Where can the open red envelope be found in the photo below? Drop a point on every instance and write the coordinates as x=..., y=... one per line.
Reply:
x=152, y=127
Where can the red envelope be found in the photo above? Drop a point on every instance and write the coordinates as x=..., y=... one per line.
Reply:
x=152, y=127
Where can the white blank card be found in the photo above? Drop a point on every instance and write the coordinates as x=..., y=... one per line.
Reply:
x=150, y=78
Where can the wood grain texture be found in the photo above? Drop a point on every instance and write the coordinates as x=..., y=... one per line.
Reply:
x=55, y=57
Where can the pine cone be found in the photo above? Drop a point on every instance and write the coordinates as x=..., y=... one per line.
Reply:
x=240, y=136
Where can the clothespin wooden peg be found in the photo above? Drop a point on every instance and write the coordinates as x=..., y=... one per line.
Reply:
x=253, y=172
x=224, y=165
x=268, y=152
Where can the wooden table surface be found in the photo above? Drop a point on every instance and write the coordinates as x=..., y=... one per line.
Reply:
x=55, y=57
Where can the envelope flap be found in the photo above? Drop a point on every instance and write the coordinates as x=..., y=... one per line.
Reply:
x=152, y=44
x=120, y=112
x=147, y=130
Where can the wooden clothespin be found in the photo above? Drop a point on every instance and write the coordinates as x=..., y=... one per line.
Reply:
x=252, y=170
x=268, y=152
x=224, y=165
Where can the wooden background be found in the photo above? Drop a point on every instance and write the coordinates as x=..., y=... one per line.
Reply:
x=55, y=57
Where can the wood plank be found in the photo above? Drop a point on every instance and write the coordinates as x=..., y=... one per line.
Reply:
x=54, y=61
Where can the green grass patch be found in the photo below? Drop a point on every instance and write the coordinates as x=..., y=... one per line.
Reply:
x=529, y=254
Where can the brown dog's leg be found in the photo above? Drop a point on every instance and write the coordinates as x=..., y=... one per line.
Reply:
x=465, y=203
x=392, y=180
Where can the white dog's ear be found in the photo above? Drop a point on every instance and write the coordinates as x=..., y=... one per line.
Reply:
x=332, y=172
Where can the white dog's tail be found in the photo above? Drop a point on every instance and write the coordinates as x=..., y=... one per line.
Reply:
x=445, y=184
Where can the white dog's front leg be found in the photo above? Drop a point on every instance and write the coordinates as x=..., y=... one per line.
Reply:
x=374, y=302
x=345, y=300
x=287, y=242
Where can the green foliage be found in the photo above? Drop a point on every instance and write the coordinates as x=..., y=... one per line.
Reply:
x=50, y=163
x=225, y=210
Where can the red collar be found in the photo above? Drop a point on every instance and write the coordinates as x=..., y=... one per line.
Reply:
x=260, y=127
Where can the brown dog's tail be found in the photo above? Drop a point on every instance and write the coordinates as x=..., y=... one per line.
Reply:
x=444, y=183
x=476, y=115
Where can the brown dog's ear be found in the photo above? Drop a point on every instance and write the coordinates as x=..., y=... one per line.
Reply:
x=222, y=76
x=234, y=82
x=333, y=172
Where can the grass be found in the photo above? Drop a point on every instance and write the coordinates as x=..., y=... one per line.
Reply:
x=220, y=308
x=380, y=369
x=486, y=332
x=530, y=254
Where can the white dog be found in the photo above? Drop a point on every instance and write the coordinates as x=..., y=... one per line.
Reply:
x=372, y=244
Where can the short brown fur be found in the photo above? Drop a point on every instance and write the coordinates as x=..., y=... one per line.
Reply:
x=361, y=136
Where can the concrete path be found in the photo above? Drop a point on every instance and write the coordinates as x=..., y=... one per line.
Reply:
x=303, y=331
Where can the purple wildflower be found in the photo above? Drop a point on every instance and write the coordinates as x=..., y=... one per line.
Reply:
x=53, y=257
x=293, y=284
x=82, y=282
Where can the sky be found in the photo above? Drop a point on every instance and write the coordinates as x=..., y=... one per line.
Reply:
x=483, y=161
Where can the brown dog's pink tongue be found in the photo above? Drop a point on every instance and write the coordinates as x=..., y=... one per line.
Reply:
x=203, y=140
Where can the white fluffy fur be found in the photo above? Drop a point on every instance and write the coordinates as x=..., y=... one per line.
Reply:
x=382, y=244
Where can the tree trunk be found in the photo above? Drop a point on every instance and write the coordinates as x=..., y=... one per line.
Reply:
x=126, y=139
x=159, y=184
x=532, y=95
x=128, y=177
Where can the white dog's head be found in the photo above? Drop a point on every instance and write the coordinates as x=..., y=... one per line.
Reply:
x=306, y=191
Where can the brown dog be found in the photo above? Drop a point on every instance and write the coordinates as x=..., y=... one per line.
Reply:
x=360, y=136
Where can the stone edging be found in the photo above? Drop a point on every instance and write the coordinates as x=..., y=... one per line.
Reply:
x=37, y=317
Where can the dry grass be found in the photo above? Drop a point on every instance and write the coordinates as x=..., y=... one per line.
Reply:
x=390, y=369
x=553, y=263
-*-*-
Zu erledigende Aufgabe:
Gib alle obigen Zeilen erneut aus und tausche dabei jedes „Drop a point“ gegen „Place a point“ aus. Alles Übrige bleibt unverändert.

Antwort zur Übung:
Where can the open red envelope be found in the photo below? Place a point on every instance and write the coordinates as x=..., y=... one per line.
Reply:
x=152, y=127
Where can the red envelope be found in the photo above? Place a point on every instance and write the coordinates as x=..., y=... one per line.
Reply:
x=152, y=127
Where can the white blank card be found in the photo above? Place a point on every instance and write the coordinates as x=..., y=... one per line.
Reply:
x=150, y=78
Where can the wood grain texture be found in the photo above? Place a point on every instance and write the coordinates as x=..., y=... one per line.
Reply:
x=55, y=57
Where can the pine cone be found in the photo above? Place a point on every instance and write the coordinates as x=..., y=... one per line.
Reply:
x=240, y=136
Where can the clothespin wooden peg be found in the photo above? Place a point on every instance and write the coordinates as x=..., y=... one per line.
Reply:
x=253, y=172
x=224, y=165
x=268, y=152
Where can the wooden table surface be found in the photo above? Place a point on every instance and write the coordinates as x=..., y=... one per line.
Reply:
x=55, y=57
Where can the envelope flap be found in the photo above? Place a point on every instance and write the coordinates as x=..., y=... one per line.
Reply:
x=152, y=44
x=120, y=112
x=147, y=130
Where can the wooden clothespin be found in the photo above? Place a point on every instance and write the coordinates as x=..., y=... one per line.
Reply:
x=252, y=170
x=268, y=152
x=224, y=165
Where can the wooden background be found in the photo above? Place a point on every instance and write the coordinates as x=..., y=... one per line.
Reply:
x=55, y=57
Where can the wood plank be found in the photo above? Place a point on every instance and write the coordinates as x=..., y=... one per line.
Reply:
x=54, y=61
Where can the green grass patch be found in the photo below? Place a point on every instance and write the coordinates as x=..., y=... one per line.
Reply:
x=529, y=254
Where can the brown dog's leg be found in the photo above? Place a point on every instance and write the coordinates as x=..., y=... one per line.
Reply:
x=465, y=203
x=392, y=180
Where can the white dog's ear be found in the photo above? Place a point on every instance and write the coordinates as x=..., y=... one per line.
Reply:
x=332, y=172
Where can the white dog's tail be found in the photo above? Place a point on every instance and write the coordinates as x=..., y=... one per line.
Reply:
x=445, y=184
Where can the white dog's front leg be found in the photo above? Place a point on every instance and write the coordinates as x=..., y=... one per line.
Reply:
x=374, y=302
x=345, y=300
x=287, y=242
Where can the green foliage be found in the photo above? Place a point on every instance and write the coordinates as x=..., y=... one per line.
Reply:
x=50, y=163
x=225, y=210
Where can the red collar be found in the photo above? Place a point on every instance and write the coordinates as x=..., y=... one per line.
Reply:
x=260, y=127
Where can the brown dog's tail be found in the photo above? Place a point on every instance and write the coordinates as x=..., y=... one per line.
Reply:
x=444, y=183
x=476, y=115
Where can the brown dog's ear be found in the photo above? Place a point on every instance and write the coordinates as x=..., y=... one per line.
Reply:
x=222, y=76
x=234, y=82
x=333, y=172
Where can the grass be found in the photo above? Place a point on every instance and write the coordinates as x=..., y=... one per line.
Reply:
x=220, y=308
x=380, y=369
x=486, y=332
x=530, y=254
Where can the white dog be found in the photo above? Place a point on every instance and write the coordinates as x=..., y=... one per line.
Reply:
x=372, y=244
Where can the short brown fur be found in the photo above? Place a point on every instance and write the coordinates as x=..., y=... one per line.
Reply:
x=361, y=136
Where can the concrete path be found in the photo above? Place a point on every instance and write the coordinates as x=..., y=... one per line.
Reply:
x=303, y=331
Where can the purple wildflower be found in the photo above? Place a point on every instance and write the coordinates as x=..., y=... one per line.
Reply:
x=53, y=257
x=293, y=284
x=82, y=282
Where can the sky be found in the photo above? Place a point on every instance and write the coordinates as x=..., y=... one per line.
Reply:
x=483, y=161
Where can the brown dog's pink tongue be found in the photo above? Place a point on every instance and write the coordinates as x=..., y=... one per line.
Reply:
x=203, y=140
Where can the white fluffy fur be found in the photo above? Place a point on every instance and write the coordinates as x=..., y=... one per line.
Reply:
x=382, y=244
Where can the tree trunk be found in the photo above? Place a point on every instance and write the coordinates as x=..., y=... one per line.
Reply:
x=126, y=139
x=159, y=184
x=532, y=95
x=128, y=177
Where can the white dog's head be found in the photo above? Place a point on every instance and write the coordinates as x=..., y=... one per line.
Reply:
x=306, y=191
Where can the brown dog be found in the photo above? Place a point on every instance and write the coordinates as x=..., y=... one per line.
Reply:
x=360, y=136
Where can the stone edging be found in the photo above? Place a point on every instance and write the coordinates as x=..., y=... one per line.
Reply:
x=37, y=317
Where can the dry grass be found in the photo above? Place a point on every instance and write the coordinates as x=..., y=... one per line.
Reply:
x=390, y=369
x=553, y=263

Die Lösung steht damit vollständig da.